The construction will automatically create one or more jobs for each VCF file, each of them corresponding to one or more contigs (non-alt paths in the input graph). The size of a job is the total length of the paths in it (in nodes), and the maximum size of a job is the length of the longest path in the graph. By default, contigs are assigned to jobs using a first-fit heuristic in decreasing order by length. This can be overridden with option --inputs-as-jobs, which creates one job for each VCF file.

Each construction job uses two parallel threads, but one of the threads is usually idle. By default, vg gbwt runs N/2 construction jobs in parallel, where N is the number of logical CPU cores. This can be changed with option --num-jobs N (e.g. if there are memory constraints).

Construction from GFA format

Example: GBWT of W-lines.

# Build a GBWT of the walks in the GFA file.
vg gbwt -o walks.gbwt -G walks.gfa

Example: GBWT of P-lines.

# Build a GBWT of the paths in the GFA file.
# Parse metadata from path names of the form <sample>_<contig>_<haplotype>.
vg gbwt -o paths.gbwt --path-regex "(.*)_(.*)_(.*)" --path-fields _SCH -G paths.gfa

A GFA file can be converted into a GBWT index (and optionally a GBWTGraph; see step 5) with option -G / --gfa-input. This construction option requires one input arg. The construction will convert W-lines or P-lines into GBWT threads. If both line types are present, the P-lines will be interpreted as reference paths. The reference paths will be stored with sample name _gbwt_ref and using the path name as contig name. When a GBWTGraph is converted into another graph type with vg convert, threads with sample name _gbwt_ref will be stored as paths.

GFA parsing will automatically select an appropriate buffer size for GBWT construction. This can be overridden by setting --buffer-size manually.

GFA parsing options

  • --max-node N: Chop segments longer than N bp (default 1024, use 0 to disable).
  • --path-regex X: Parse metadata from path names using regex X (default .*).
  • --path-fields X: Map regex submatches to these fields (default S).
  • --translation FILE: Write the segment to node translation table to FILE. A translation table is generated if the segments have string names or if they have to be chopped into multiple nodes.

Parsing metadata from path names

When indexing P-lines (with no W-lines in the file), GBWT metadata is parsed from path names using the regular expression specified by option --path-regex. The path name is recursively split into submatches corresponding to parts of the regex enclosed by parentheses. The tree of submatches, with the entire path name as the root, is traversed in preorder. The submatches are assigned to GBWT metadata fields according to the string specified by option --path-fields.

Metadata fields (case insensitive):

  • S: Sample name (string).
  • C: Contig name (string).
  • H: Haplotype / phase identifier (integer).
  • F: Fragment identifier / running count (integer).
  • Other: Ignore this field.

In the above example, path names of the form <sample>_<contig>_<haplotype> are parsed using options --path-regex "(.*)_(.*)_(.*)" and --path-fields _SCH.

Each GBWT thread must have a unique name based on the metadata fields. If the fragment indentifier field F is left unspecified, threads with otherwise identical metadata will be disambiguated by automatically assigned fragment identifiers.

■ **GIVEN ENTRIES**:
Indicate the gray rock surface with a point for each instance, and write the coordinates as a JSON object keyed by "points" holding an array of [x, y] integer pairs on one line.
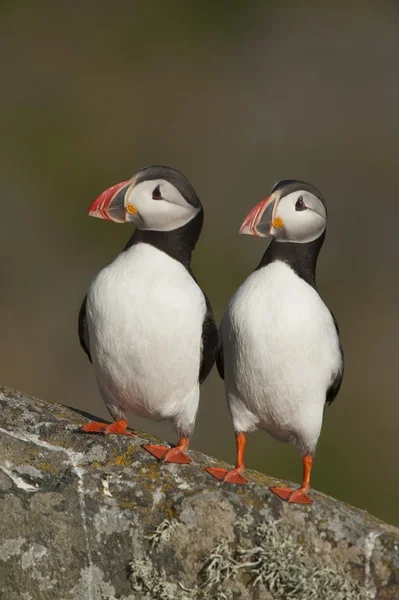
{"points": [[93, 517]]}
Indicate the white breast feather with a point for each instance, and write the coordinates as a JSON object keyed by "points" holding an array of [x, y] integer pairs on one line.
{"points": [[281, 350], [145, 315]]}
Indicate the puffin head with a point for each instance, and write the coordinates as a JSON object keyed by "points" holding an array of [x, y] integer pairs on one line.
{"points": [[294, 211], [156, 198]]}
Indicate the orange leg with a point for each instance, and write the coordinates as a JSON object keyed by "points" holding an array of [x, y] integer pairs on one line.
{"points": [[119, 427], [299, 496], [176, 454], [235, 475]]}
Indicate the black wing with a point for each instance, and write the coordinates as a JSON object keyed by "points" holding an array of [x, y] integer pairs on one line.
{"points": [[83, 329], [337, 378], [210, 342]]}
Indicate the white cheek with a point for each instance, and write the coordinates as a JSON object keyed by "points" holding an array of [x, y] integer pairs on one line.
{"points": [[159, 215], [303, 226]]}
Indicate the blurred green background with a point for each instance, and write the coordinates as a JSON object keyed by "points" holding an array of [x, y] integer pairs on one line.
{"points": [[236, 95]]}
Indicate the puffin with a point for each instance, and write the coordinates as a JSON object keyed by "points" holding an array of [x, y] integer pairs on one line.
{"points": [[145, 323], [280, 354]]}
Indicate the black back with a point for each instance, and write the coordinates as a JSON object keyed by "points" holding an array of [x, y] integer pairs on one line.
{"points": [[178, 244], [302, 258]]}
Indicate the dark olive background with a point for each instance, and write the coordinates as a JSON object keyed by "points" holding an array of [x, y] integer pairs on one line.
{"points": [[236, 95]]}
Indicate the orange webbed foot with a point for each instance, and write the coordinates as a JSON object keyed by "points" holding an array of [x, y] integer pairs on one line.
{"points": [[117, 427], [293, 496], [233, 476]]}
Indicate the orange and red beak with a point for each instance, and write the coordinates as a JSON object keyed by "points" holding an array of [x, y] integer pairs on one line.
{"points": [[110, 204], [261, 219]]}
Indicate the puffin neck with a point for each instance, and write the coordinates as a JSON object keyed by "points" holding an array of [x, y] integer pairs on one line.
{"points": [[178, 243], [302, 258]]}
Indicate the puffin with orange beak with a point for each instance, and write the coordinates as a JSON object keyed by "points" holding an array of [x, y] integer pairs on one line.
{"points": [[145, 323], [280, 355]]}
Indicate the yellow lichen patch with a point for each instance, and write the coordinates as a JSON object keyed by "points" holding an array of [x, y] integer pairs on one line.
{"points": [[125, 459]]}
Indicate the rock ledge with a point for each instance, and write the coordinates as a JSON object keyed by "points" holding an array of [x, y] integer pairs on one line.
{"points": [[91, 517]]}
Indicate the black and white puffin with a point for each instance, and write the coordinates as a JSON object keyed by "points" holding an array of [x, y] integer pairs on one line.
{"points": [[145, 323], [280, 353]]}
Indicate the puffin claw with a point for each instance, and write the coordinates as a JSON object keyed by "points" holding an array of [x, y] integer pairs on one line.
{"points": [[292, 496], [233, 476], [173, 455]]}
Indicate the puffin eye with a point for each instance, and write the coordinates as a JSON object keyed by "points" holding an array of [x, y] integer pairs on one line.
{"points": [[156, 194], [299, 204]]}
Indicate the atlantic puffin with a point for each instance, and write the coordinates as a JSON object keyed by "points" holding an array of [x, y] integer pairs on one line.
{"points": [[145, 323], [280, 353]]}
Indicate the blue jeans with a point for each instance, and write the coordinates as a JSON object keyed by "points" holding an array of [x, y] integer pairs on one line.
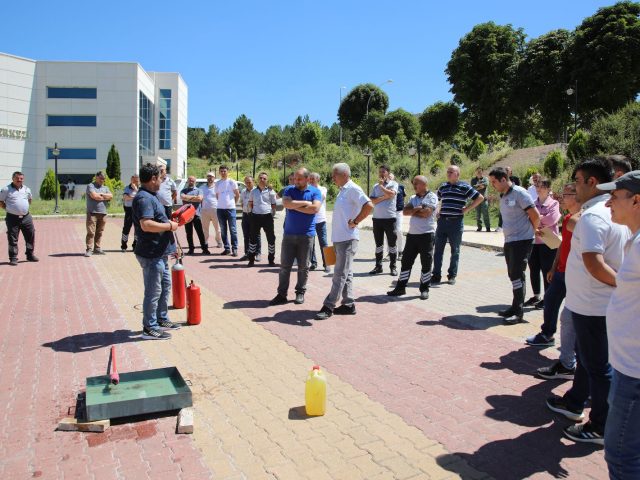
{"points": [[622, 434], [593, 371], [449, 229], [553, 297], [157, 285], [321, 231], [227, 220]]}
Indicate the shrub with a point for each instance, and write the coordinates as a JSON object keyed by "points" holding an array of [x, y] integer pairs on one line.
{"points": [[554, 164], [578, 147], [48, 186]]}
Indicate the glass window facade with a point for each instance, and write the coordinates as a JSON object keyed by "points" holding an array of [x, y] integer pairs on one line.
{"points": [[72, 92], [71, 121], [145, 126], [164, 114], [74, 154]]}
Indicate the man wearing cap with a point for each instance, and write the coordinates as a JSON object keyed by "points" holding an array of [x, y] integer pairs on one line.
{"points": [[97, 195], [597, 250], [168, 192], [15, 198], [622, 433], [209, 208], [191, 195]]}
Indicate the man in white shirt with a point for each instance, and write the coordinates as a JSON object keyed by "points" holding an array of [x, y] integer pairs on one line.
{"points": [[209, 208], [227, 194], [596, 254], [321, 224], [622, 433], [351, 207]]}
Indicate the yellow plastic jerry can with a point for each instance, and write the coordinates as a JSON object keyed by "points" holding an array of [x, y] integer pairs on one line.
{"points": [[315, 394]]}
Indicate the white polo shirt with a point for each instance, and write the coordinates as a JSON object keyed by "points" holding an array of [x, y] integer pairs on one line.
{"points": [[623, 321], [595, 232], [348, 204]]}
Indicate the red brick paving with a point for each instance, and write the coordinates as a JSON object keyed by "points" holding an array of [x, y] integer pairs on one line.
{"points": [[57, 322]]}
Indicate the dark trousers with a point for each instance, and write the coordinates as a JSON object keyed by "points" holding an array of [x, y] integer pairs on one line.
{"points": [[321, 233], [415, 245], [593, 372], [247, 219], [382, 227], [540, 262], [516, 254], [128, 223], [553, 297], [15, 225], [264, 222], [196, 224]]}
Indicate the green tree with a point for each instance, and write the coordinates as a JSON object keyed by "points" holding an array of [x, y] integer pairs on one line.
{"points": [[113, 163], [604, 58], [441, 121], [353, 108], [243, 137], [481, 73], [48, 186]]}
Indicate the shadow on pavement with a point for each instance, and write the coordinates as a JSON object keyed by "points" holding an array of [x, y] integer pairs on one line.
{"points": [[538, 451], [299, 318], [86, 342]]}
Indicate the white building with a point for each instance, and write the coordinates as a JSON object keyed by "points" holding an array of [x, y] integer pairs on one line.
{"points": [[85, 107]]}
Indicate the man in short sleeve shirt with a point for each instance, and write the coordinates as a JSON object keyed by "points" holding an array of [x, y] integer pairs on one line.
{"points": [[352, 207], [15, 198], [97, 195], [520, 220]]}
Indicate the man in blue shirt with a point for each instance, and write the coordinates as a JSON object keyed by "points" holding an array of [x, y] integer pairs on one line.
{"points": [[302, 202], [156, 242]]}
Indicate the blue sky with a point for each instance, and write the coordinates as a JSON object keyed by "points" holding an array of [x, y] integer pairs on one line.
{"points": [[275, 60]]}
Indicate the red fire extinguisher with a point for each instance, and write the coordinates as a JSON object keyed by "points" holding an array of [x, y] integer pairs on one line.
{"points": [[178, 285], [193, 304]]}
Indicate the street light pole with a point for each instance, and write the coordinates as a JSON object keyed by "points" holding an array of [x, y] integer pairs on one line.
{"points": [[56, 153]]}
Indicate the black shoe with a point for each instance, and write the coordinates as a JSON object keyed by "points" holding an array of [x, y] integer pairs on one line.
{"points": [[584, 433], [278, 300], [155, 335], [397, 292], [345, 309], [377, 270], [559, 405], [557, 371], [324, 313], [507, 313], [168, 325], [532, 301]]}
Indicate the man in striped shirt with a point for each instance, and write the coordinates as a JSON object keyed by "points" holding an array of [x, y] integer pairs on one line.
{"points": [[453, 195]]}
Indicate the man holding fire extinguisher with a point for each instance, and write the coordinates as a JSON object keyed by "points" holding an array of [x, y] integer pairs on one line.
{"points": [[156, 243]]}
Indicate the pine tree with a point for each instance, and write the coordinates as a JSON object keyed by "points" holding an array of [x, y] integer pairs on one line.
{"points": [[113, 163]]}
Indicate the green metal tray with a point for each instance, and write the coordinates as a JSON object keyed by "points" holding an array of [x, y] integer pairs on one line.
{"points": [[146, 391]]}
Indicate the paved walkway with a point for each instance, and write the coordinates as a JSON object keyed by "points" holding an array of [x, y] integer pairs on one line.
{"points": [[435, 389]]}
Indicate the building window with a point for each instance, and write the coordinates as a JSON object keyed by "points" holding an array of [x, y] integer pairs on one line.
{"points": [[145, 126], [74, 154], [71, 121], [164, 114], [72, 92]]}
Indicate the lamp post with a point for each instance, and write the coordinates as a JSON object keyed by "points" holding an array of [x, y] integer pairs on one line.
{"points": [[56, 154], [340, 141], [574, 91]]}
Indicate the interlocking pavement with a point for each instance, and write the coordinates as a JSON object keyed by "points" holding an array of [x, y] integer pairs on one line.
{"points": [[417, 389]]}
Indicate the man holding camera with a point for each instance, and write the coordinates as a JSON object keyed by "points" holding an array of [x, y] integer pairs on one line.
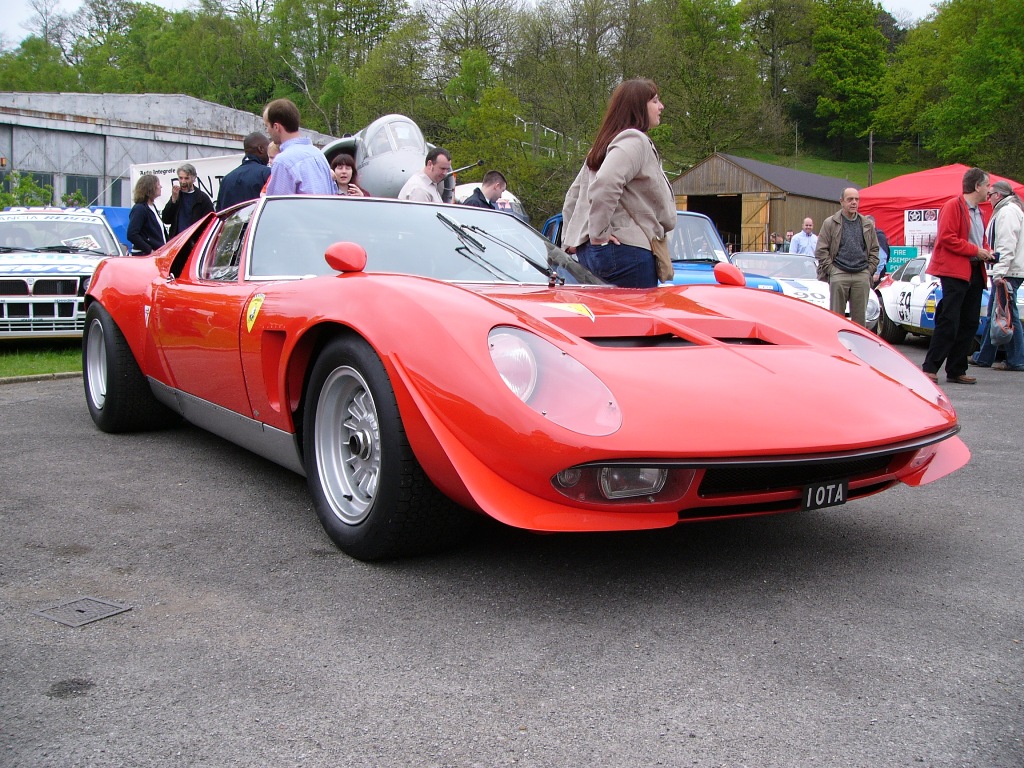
{"points": [[187, 204]]}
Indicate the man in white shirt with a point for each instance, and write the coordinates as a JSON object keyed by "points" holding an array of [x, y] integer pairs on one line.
{"points": [[422, 185], [805, 241]]}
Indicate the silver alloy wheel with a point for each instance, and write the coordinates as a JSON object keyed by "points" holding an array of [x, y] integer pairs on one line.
{"points": [[347, 444], [95, 366]]}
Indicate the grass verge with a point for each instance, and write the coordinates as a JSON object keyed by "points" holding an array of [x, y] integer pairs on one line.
{"points": [[35, 357]]}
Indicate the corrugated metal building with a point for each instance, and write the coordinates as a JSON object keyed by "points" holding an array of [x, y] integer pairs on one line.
{"points": [[749, 200], [87, 141]]}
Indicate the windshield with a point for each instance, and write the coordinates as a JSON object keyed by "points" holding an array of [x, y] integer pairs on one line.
{"points": [[695, 239], [443, 242], [777, 265], [55, 232]]}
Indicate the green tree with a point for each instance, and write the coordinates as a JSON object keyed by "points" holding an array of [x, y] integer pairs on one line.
{"points": [[396, 79], [979, 121], [710, 88], [37, 66], [20, 189], [849, 65], [324, 42]]}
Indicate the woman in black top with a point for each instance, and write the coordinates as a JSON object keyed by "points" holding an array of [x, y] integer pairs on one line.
{"points": [[144, 230]]}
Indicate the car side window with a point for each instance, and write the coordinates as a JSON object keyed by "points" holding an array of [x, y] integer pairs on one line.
{"points": [[220, 262]]}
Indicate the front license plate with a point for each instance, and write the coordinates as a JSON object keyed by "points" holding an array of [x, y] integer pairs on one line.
{"points": [[825, 494]]}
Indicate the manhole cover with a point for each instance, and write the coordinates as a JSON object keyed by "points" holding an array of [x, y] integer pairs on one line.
{"points": [[81, 610]]}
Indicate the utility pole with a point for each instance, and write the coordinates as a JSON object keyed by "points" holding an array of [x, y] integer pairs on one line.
{"points": [[870, 156]]}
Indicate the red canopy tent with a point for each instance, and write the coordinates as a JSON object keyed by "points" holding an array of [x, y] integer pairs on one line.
{"points": [[919, 194]]}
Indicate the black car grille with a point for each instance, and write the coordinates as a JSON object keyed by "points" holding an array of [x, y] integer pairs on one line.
{"points": [[43, 305], [13, 288], [61, 287], [42, 287], [760, 477]]}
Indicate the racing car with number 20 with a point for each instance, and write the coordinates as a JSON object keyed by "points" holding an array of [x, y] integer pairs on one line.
{"points": [[418, 363]]}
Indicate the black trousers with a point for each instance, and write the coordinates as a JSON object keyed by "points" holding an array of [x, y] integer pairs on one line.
{"points": [[955, 323]]}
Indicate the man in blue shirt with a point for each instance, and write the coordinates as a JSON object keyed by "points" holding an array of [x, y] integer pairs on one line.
{"points": [[300, 168], [246, 181], [805, 241]]}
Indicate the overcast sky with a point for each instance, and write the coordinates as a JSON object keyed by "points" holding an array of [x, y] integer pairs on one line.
{"points": [[16, 12]]}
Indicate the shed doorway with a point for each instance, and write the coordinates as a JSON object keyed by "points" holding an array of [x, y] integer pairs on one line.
{"points": [[724, 210]]}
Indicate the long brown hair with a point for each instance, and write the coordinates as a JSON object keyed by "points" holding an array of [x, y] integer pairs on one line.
{"points": [[627, 109]]}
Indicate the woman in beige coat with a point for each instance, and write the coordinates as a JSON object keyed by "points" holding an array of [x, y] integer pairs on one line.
{"points": [[621, 200]]}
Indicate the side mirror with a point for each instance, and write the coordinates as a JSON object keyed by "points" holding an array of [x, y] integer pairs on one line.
{"points": [[346, 257], [729, 274]]}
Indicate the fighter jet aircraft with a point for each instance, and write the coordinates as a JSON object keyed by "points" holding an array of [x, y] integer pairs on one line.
{"points": [[387, 152]]}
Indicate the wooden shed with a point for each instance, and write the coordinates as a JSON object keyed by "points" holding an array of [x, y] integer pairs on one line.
{"points": [[749, 200]]}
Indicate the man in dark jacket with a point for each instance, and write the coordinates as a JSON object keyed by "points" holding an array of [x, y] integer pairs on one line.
{"points": [[957, 260], [246, 181], [187, 204], [486, 195], [848, 255]]}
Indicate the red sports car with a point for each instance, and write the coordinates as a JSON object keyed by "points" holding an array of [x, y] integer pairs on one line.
{"points": [[407, 355]]}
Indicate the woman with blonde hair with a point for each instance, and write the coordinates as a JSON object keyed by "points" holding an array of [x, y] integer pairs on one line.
{"points": [[621, 200], [144, 230]]}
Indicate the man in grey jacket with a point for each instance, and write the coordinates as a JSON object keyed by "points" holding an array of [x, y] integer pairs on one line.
{"points": [[1006, 233], [848, 255]]}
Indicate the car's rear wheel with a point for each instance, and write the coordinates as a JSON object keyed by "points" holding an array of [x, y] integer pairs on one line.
{"points": [[887, 329], [118, 395], [372, 497]]}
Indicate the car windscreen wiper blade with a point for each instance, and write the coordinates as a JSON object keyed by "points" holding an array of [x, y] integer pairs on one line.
{"points": [[67, 249], [461, 231]]}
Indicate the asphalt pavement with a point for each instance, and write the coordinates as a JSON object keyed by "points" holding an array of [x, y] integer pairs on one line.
{"points": [[886, 632]]}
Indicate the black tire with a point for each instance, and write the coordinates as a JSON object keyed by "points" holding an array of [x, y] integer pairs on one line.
{"points": [[887, 329], [118, 395], [371, 495]]}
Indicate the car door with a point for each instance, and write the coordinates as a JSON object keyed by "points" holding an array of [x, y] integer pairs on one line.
{"points": [[198, 315]]}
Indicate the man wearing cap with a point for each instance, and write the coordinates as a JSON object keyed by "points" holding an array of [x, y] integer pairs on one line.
{"points": [[1006, 233], [957, 260]]}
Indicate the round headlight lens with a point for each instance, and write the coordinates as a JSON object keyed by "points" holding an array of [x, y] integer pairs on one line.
{"points": [[515, 363]]}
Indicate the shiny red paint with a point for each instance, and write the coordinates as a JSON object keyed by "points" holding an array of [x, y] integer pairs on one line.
{"points": [[247, 346]]}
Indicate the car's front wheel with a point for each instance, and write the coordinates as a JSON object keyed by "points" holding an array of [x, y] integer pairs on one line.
{"points": [[887, 329], [371, 495], [118, 395]]}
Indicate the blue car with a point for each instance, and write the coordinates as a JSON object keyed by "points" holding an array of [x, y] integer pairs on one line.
{"points": [[695, 248]]}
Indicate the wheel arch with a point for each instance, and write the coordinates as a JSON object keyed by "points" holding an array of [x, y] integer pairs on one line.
{"points": [[428, 451]]}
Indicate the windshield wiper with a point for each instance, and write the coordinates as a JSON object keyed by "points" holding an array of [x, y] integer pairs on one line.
{"points": [[67, 249], [461, 231], [469, 242]]}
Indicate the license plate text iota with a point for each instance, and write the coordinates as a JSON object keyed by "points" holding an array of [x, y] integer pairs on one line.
{"points": [[825, 494]]}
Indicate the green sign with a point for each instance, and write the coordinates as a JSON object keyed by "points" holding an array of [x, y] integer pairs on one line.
{"points": [[899, 255]]}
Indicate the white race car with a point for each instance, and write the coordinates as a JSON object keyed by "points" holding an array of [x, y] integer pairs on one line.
{"points": [[797, 274], [909, 297], [47, 257]]}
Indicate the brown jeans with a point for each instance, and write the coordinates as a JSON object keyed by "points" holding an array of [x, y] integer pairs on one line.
{"points": [[852, 288]]}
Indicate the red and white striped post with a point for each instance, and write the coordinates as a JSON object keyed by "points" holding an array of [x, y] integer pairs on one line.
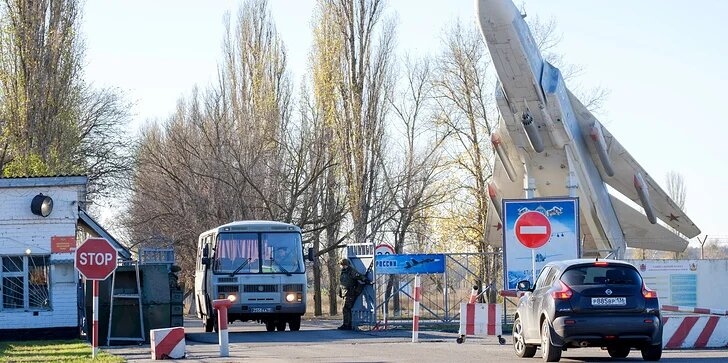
{"points": [[221, 305], [416, 309], [95, 328]]}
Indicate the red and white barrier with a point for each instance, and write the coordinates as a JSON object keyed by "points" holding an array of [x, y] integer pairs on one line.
{"points": [[690, 332], [510, 293], [473, 295], [690, 309], [167, 343], [480, 319], [416, 309], [221, 305]]}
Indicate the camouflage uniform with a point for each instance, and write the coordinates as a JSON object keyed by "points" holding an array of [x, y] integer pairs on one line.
{"points": [[348, 281]]}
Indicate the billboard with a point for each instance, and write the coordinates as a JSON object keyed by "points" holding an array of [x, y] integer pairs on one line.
{"points": [[542, 229], [410, 264]]}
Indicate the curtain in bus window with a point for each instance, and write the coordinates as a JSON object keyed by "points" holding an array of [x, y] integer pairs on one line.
{"points": [[237, 249]]}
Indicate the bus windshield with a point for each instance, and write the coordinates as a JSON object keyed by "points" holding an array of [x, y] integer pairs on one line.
{"points": [[251, 253]]}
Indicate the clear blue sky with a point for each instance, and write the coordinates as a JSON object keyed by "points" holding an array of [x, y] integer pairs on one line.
{"points": [[663, 61]]}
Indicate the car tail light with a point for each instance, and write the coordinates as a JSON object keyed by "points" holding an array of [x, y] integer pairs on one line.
{"points": [[647, 293], [564, 293]]}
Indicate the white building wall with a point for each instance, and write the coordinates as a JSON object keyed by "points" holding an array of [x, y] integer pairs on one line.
{"points": [[695, 283], [20, 230]]}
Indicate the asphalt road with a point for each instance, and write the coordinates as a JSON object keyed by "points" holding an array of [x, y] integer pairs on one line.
{"points": [[319, 341]]}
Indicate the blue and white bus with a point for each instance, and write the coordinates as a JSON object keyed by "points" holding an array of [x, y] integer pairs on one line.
{"points": [[259, 266]]}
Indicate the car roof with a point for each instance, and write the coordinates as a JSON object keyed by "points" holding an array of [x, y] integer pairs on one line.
{"points": [[564, 264]]}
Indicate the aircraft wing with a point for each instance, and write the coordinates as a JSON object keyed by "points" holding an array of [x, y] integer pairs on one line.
{"points": [[639, 234], [625, 168]]}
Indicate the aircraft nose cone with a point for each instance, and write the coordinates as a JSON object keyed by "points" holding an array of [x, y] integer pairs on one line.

■ **LIST OF TASKS**:
1. Decide whether each statement agrees with the passage on GBWT construction. Answer yes or no, and quote the words from the passage that settle it.
(a) By default, vg gbwt runs one construction job for each logical CPU core.
(b) When a GFA file holds both W-lines and P-lines, the P-lines are interpreted as reference paths.
(c) The option --max-node chops segments longer than 1024 bp unless another value is given.
2. In the passage on GBWT construction, which sample name is used to store the reference paths?

■ **ANSWERS FOR THE EXERCISE**:
1.
(a) No: "By default, vg gbwt runs N/2 construction jobs in parallel, where N is the number of logical CPU cores."
(b) Yes: "If both line types are present, the P-lines will be interpreted as reference paths."
(c) Yes: "--max-node N: Chop segments longer than N bp (default 1024, use 0 to disable)."

2. The reference paths are stored with the sample name _gbwt_ref.